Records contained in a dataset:

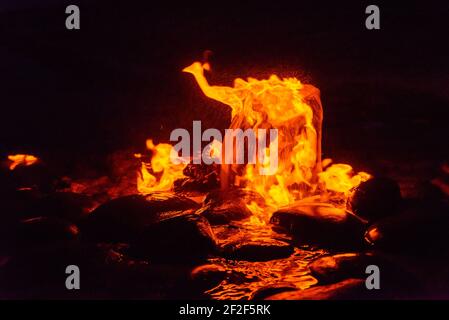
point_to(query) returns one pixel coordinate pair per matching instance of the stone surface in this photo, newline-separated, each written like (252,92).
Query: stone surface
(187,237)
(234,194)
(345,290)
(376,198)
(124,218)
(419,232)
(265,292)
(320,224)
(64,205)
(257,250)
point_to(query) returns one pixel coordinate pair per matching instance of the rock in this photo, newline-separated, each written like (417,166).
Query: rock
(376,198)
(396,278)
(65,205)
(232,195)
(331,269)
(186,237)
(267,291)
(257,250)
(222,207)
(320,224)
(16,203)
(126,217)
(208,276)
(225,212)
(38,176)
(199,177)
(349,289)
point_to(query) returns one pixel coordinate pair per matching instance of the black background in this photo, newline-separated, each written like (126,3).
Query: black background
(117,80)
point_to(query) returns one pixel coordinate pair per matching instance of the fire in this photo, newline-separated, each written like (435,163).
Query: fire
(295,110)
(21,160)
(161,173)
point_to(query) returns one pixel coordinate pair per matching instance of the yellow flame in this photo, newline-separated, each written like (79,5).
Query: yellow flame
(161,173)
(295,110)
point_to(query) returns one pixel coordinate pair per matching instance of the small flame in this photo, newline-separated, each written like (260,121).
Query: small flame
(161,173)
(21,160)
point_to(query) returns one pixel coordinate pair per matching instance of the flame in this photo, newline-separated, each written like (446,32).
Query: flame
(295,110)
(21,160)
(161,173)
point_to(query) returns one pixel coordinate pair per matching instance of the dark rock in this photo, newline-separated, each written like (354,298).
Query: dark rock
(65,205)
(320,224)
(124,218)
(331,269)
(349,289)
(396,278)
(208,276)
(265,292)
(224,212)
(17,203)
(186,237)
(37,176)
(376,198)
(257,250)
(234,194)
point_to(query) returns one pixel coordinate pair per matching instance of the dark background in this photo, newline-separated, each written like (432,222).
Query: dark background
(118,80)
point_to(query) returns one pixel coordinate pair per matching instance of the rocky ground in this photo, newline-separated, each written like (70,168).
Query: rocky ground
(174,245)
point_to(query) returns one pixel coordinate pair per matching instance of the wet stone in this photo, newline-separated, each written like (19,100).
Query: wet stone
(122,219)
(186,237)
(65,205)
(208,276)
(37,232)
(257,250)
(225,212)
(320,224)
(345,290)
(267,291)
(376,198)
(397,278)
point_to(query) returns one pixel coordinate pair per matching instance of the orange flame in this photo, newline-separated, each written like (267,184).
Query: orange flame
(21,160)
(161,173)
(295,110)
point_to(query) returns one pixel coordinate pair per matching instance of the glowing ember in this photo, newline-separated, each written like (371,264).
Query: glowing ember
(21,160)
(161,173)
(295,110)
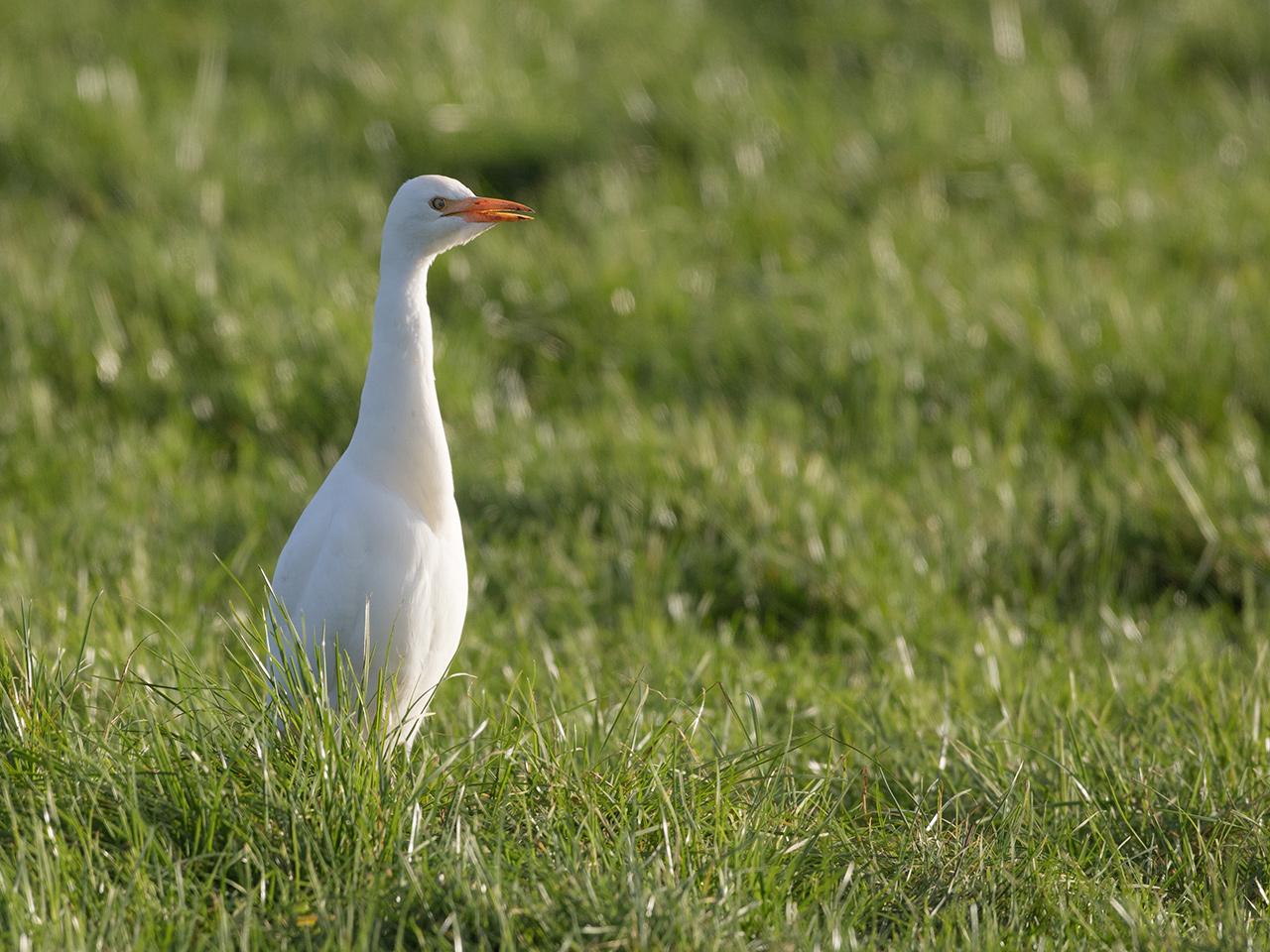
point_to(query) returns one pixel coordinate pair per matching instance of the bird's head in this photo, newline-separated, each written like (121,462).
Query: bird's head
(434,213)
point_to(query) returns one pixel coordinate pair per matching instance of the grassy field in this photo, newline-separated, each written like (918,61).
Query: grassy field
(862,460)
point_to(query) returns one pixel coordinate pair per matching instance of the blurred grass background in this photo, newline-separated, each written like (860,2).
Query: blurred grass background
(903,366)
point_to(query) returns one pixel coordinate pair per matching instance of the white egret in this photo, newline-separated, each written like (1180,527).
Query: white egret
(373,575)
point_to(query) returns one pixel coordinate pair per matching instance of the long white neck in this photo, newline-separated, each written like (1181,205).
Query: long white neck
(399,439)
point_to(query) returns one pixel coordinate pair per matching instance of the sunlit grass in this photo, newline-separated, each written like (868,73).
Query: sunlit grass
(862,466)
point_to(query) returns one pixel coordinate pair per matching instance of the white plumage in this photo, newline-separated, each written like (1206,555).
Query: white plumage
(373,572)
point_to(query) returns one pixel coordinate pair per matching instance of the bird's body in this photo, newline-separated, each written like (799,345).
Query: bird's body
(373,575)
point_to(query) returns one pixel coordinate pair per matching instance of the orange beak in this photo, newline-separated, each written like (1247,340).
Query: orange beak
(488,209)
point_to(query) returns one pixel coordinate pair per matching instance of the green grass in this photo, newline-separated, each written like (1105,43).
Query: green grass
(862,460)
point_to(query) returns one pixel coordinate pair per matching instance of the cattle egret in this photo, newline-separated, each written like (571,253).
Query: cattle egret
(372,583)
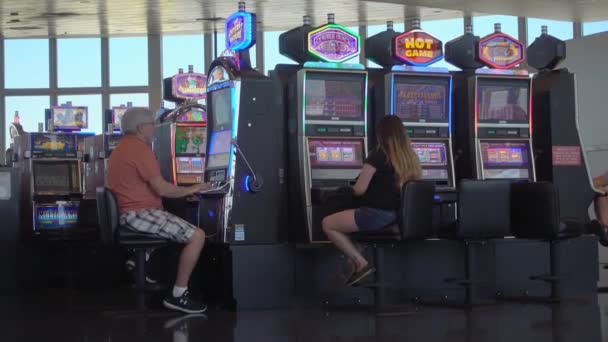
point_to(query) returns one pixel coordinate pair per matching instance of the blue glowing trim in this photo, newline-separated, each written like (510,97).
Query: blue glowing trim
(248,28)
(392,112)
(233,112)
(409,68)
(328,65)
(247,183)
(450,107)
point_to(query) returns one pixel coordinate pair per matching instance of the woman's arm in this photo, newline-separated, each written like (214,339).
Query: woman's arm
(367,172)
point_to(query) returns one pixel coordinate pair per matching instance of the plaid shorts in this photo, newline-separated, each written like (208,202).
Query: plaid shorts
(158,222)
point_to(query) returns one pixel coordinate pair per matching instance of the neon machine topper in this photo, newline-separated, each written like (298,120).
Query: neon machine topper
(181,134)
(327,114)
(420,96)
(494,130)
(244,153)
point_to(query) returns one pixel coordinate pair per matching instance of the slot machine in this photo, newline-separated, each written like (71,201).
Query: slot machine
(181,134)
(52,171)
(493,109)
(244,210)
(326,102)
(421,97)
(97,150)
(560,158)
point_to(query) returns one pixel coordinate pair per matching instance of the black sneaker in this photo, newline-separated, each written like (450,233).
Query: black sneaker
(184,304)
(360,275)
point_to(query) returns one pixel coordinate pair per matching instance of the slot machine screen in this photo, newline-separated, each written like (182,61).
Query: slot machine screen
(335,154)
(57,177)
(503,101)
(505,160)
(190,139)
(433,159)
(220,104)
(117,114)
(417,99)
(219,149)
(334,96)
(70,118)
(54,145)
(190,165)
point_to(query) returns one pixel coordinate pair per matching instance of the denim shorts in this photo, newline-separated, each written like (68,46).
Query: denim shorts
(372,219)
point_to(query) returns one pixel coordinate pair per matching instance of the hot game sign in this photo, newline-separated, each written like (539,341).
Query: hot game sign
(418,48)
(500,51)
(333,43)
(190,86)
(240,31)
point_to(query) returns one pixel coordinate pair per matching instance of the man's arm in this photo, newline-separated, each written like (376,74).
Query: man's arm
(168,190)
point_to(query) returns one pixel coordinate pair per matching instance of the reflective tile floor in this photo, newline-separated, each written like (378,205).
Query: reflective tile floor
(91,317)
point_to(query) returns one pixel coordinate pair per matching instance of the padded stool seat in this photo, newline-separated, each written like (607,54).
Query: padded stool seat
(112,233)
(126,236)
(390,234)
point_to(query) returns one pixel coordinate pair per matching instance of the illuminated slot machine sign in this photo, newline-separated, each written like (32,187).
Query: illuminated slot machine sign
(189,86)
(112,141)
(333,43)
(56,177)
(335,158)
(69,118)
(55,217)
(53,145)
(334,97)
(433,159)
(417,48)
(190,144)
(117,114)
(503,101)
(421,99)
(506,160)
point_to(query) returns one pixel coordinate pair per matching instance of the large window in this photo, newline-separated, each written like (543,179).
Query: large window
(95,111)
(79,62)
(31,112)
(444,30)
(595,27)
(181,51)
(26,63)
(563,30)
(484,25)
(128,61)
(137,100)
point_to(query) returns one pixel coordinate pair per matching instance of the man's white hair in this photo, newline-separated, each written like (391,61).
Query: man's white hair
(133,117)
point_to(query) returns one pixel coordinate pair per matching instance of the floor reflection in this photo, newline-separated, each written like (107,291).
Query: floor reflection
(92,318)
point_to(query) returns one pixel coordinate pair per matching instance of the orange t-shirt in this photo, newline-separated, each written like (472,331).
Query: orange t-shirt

---

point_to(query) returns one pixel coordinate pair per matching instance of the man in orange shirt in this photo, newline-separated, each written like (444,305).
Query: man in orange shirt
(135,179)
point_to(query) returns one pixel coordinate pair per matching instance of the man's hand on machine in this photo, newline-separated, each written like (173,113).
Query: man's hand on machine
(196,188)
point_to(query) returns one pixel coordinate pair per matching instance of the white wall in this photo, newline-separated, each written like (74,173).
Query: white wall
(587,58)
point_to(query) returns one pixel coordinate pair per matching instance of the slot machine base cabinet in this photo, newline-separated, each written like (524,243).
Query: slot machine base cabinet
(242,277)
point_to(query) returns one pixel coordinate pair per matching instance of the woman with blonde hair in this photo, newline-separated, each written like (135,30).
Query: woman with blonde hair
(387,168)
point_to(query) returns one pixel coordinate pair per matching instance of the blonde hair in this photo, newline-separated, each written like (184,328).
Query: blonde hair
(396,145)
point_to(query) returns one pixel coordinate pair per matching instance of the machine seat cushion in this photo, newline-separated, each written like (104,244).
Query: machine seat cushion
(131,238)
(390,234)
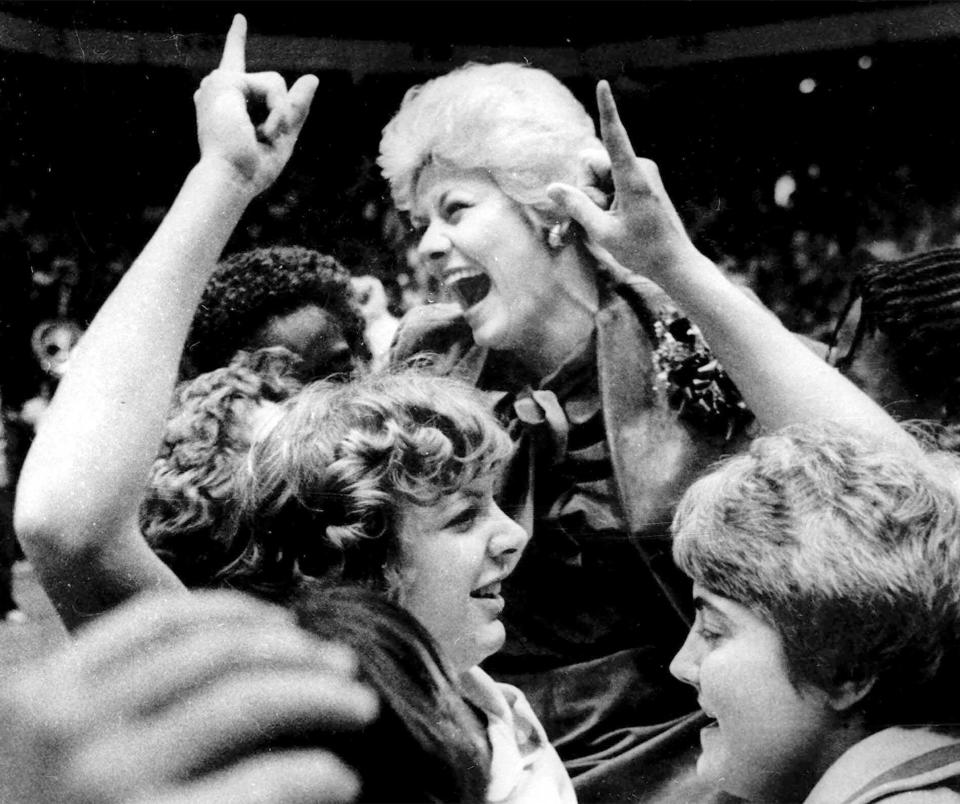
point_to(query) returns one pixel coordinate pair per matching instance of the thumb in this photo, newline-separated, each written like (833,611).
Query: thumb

PROBLEM = Could you print everything in the material from the line containing "written like (543,179)." down to the line containing "Query: orange t-shirt", both lines included, reproducing each line verbatim?

OUTPUT OF THE EXERCISE =
point_to(query) returns one pixel coordinate pair per matching instance of the large window in this photo, newline-separated, each written like (543,179).
Query: large window
(95,111)
(79,62)
(31,112)
(444,30)
(595,27)
(181,51)
(26,63)
(563,30)
(484,25)
(128,61)
(137,100)
point_to(query) returns one pixel coordinate pair per matching instance of the man's white hair in this photo, newline-separated, each written like (391,61).
Query: man's white hair
(133,117)
point_to(query) returns one pixel coordinate pair per matching instance of the floor reflection in this photo, newline-separated, each written like (107,291).
Query: floor reflection
(92,318)
point_to(query) returns one pixel coordinate pair per matching instance of the orange t-shirt in this photo, newline-separated, each written like (472,331).
Query: orange t-shirt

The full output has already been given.